ВЫБРАННЫЙ ОТРЫВОК
Нет, не в рост, не бюст и не классическая полуфигура. Срез скульптуры необычен — по линии пачки. Вера Игнатьевна с трудом отогнала искушение лепить балерину танцующей. В 1936 году, когда этот образ впервые мелькнул в ее воображении, она не сомневалась: только в танце! Так и вылепила два эскиза: в одном Семенова была воспроизведена в момент полета-прыжка, в другом — в кружении. В каждом из эскизов было свое «зерно», своя прелесть. И все же в обоих танец затмевал человека — главным становились сила, изящество движений. Как ни вылепи лицо, какое выражение ни придай глазам, смотреть будут не на них, на позу. И Мухина решила сделать статичную фигуру: торс, руки, голову.
В портрете Семеновой все очень пластично, мягко, плавно. Красивые руки, великолепная, длинная, нежная и сильная шея, умное, вдохновенное лицо. Совсем «живой», «ренуаровский» изгиб спины, чуть выдающиеся, но не выпирающие лопатки, пышные, аккуратно завитые и уложенные локоны, еле заметная полуулыбка.
Мертвый несговорчивый гипс стал послушным и покорным: струился по груди балерины кисейной тканью, крахмально топорщился в пачках.
Классический, утвержденный веками образ танцовщицы? Отнюдь нет. В фигуре Семеновой — ни нежной хрупкости, ни невесомости. Да и к пропорциям классической красоты не близко — не Венера, скорее уж Юнона: туго налитая грудь, полные руки, округлые формы. А еще скорее — воплощение русской славянской красоты, далеко не всегда отвечающей античным канонам.

ИСХОДНЫЕ МАТЕРИАЛЫ
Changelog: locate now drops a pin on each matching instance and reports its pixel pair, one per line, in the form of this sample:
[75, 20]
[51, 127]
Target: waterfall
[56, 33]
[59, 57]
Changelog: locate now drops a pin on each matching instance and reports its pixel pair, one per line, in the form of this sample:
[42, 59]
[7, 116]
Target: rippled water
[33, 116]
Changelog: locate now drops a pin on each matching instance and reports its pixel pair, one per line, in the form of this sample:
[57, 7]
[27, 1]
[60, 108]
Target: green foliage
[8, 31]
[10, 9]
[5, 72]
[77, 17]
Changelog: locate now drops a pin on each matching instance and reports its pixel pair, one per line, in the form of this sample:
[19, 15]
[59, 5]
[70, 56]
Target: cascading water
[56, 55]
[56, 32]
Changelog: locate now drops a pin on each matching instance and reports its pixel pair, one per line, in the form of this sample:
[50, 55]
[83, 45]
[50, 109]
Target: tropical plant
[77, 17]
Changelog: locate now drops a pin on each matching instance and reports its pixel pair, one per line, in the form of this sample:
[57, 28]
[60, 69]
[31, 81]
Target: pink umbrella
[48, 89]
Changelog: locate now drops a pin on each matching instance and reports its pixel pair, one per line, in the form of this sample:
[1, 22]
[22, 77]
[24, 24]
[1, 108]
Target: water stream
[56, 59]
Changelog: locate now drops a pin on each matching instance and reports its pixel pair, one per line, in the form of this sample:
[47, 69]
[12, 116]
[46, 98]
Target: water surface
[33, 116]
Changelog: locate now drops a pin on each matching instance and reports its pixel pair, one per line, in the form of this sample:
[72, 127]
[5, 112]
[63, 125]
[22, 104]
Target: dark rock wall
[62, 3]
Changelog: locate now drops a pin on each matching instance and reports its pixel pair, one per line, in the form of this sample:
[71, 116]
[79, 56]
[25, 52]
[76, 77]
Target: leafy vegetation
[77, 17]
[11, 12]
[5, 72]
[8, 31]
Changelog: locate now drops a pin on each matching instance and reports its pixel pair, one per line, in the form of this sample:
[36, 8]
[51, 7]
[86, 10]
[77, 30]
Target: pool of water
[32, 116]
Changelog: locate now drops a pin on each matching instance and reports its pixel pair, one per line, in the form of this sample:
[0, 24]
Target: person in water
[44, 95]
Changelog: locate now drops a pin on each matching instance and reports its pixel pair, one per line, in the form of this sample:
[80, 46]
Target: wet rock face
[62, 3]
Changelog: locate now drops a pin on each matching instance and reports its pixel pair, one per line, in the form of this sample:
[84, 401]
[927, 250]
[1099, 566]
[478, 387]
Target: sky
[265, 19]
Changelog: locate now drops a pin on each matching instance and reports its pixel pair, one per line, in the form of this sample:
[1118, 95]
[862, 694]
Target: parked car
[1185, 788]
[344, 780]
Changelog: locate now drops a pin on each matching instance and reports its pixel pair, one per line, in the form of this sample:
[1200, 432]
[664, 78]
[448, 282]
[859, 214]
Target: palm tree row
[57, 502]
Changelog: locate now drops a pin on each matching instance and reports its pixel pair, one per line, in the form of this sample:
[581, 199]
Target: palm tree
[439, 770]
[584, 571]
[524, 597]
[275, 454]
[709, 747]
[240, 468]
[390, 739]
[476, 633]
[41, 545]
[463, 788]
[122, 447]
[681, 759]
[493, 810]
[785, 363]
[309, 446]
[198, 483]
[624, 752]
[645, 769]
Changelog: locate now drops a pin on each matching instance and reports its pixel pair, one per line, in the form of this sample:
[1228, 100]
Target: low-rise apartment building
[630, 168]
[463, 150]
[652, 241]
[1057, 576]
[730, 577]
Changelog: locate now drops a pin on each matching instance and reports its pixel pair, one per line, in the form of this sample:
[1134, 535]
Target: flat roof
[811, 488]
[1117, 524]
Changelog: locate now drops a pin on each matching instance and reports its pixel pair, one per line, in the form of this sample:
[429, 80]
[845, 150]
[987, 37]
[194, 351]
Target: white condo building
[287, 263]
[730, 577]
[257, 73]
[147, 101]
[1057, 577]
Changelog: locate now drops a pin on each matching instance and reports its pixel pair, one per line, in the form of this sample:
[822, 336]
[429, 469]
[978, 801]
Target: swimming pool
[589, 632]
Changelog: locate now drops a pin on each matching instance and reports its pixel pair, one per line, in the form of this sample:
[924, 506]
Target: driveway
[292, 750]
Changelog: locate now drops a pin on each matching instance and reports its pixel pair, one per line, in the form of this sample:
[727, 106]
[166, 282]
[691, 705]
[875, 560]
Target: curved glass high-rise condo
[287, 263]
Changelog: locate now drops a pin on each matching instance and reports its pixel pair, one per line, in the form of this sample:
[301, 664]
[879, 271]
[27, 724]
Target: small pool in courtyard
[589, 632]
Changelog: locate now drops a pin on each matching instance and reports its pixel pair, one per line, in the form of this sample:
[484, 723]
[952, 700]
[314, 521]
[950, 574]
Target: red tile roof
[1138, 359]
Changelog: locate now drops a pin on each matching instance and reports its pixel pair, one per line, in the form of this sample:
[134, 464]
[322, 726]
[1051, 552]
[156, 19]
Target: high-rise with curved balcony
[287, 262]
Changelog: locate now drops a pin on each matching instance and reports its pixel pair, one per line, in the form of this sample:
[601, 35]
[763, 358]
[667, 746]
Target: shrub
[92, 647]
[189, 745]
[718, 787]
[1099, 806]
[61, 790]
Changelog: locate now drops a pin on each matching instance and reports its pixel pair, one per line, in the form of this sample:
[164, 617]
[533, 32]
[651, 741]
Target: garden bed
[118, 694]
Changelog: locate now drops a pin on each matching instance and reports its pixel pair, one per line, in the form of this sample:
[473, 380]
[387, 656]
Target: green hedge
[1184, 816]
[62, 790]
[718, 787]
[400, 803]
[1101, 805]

НАБОР ЗАДАНИЙ
• A. Выведите дословно фрагмент из отрывка о скульптурном портрете Семеновой, начиная со слов «В портрете Семеновой» и далее до слов «еле заметная полуулыбка.».
• B. Ответьте на вопросы по отрывку о скульптурном портрете Семеновой:
(i) В каком году образ балерины впервые мелькнул в воображении Веры Игнатьевны?
(ii) Сколько эскизов с танцующей Семеновой было вылеплено?
(iii) С какой богиней, в противоположность Венере, сравнивается фигура Семеновой?
• C. Пожалуйста, продолжите отрывок о скульптурном портрете Семеновой, начав сразу после его последнего предложения.

РЕЗУЛЬТАТЫ УПРАЖНЕНИЯ
• A.
В портрете Семеновой все очень пластично, мягко, плавно. Красивые руки, великолепная, длинная, нежная и сильная шея, умное, вдохновенное лицо. Совсем «живой», «ренуаровский» изгиб спины, чуть выдающиеся, но не выпирающие лопатки, пышные, аккуратно завитые и уложенные локоны, еле заметная полуулыбка.

• B.
(i) В 1936 году.
(ii) Два.
(iii) С Юноной.

• C.
И все же есть в этой скульптуре что-то заставляющее вспоминать о классике, об Элладе. Видимо, в понимании прекрасного не только как соотношения пропорций и канонов, но и как естественной грации, не скованного ничем изящества, здоровья, сочетающегося с одухотворенностью.
«Вы не просто представьте человека, но представьте его возвышенно, — говорил Шадр в одном из своих выступлений перед студентами. — Вспомните, как из листьев поднимается цветок, вглядитесь, как красиво голова вырастает из грудной клетки».
Именно таким цветком, вырастающим под лучами солнца, смотрится полуфигура Марины Семеновой. И дело здесь совсем не во внешних ассоциациях, не в пышности пачек, напоминающих цветочный венчик, но в удивительном ощущении того, как в минуту духовной сосредоточенности, собранности всех чувств произрастает творческая мысль. В минуту, предшествующую танцу.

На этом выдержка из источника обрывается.